Repeat only what runs from the line with "Would you mind annotating the rooftop in" through the last line of the data below, both included, keeping every word as it is and leaving out the pictures.
----------
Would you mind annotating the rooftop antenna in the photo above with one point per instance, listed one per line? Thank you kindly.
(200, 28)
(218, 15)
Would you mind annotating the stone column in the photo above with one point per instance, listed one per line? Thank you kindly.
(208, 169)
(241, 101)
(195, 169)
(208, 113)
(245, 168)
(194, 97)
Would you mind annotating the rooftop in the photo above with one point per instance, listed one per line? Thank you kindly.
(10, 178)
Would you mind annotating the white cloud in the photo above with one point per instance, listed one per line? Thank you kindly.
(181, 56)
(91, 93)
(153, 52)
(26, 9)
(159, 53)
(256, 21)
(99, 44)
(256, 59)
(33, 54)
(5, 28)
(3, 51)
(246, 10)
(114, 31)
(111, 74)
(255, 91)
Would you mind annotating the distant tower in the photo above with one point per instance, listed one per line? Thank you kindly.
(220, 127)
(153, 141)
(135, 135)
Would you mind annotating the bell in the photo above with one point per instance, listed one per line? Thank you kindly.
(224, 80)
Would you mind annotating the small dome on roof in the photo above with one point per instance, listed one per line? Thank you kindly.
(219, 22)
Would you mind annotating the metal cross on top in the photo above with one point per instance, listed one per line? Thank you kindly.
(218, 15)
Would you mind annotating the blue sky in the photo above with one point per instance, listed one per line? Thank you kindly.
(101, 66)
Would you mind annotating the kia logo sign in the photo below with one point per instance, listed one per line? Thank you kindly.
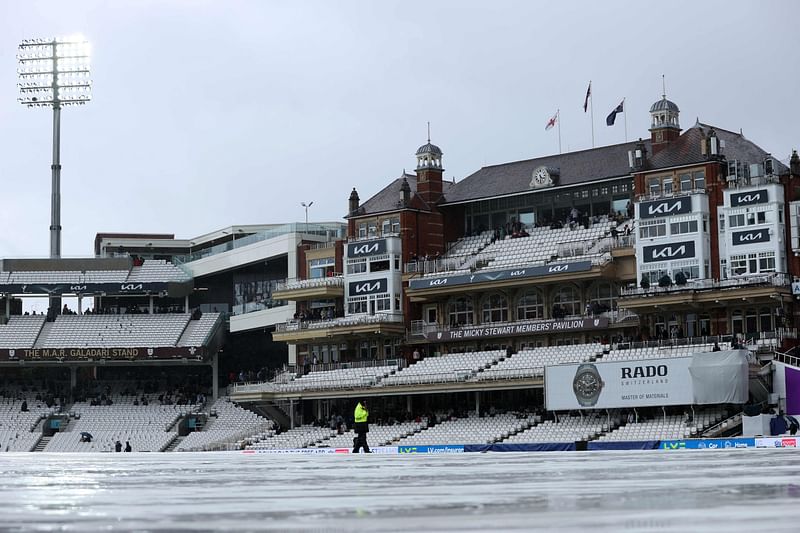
(668, 252)
(663, 208)
(749, 198)
(357, 249)
(372, 286)
(750, 237)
----------
• **TASK RESULT**
Would you mind annotating the rooftop in the photo above with one point per instance, listed one per line? Thank you kindly.
(10, 178)
Would you mind annotating the white cloud in the photo above with one point per instance, listed one per line? Thank you kindly.
(181, 56)
(91, 93)
(153, 52)
(26, 9)
(159, 53)
(256, 21)
(99, 44)
(256, 59)
(33, 54)
(5, 28)
(3, 51)
(246, 10)
(114, 31)
(111, 74)
(255, 91)
Would you mind annotating the distant tower in the photo above with one point per instance, listed one per line? Thank you kindly.
(220, 127)
(153, 141)
(135, 135)
Would you mind annotating the bell in the photo above with one point per instance, listed one per line? Thank you kindly.
(224, 80)
Would you mind annotating the small dome on roof in the photo above with one point per instance, listed one per line? Thank you kindly.
(219, 22)
Would you mind annotating the metal cross on top in the photo above with one point per instance, listed one per line? Thank you kindly.
(218, 15)
Would you mind annotating the blue sky in the photo above with one point per instance, listed one per line? Thank you kindly.
(101, 66)
Would you mind annotating the kia logo sign in the photo below with one point per instance, listed one per line? Thank you kindly.
(668, 252)
(663, 208)
(749, 198)
(357, 249)
(372, 286)
(750, 237)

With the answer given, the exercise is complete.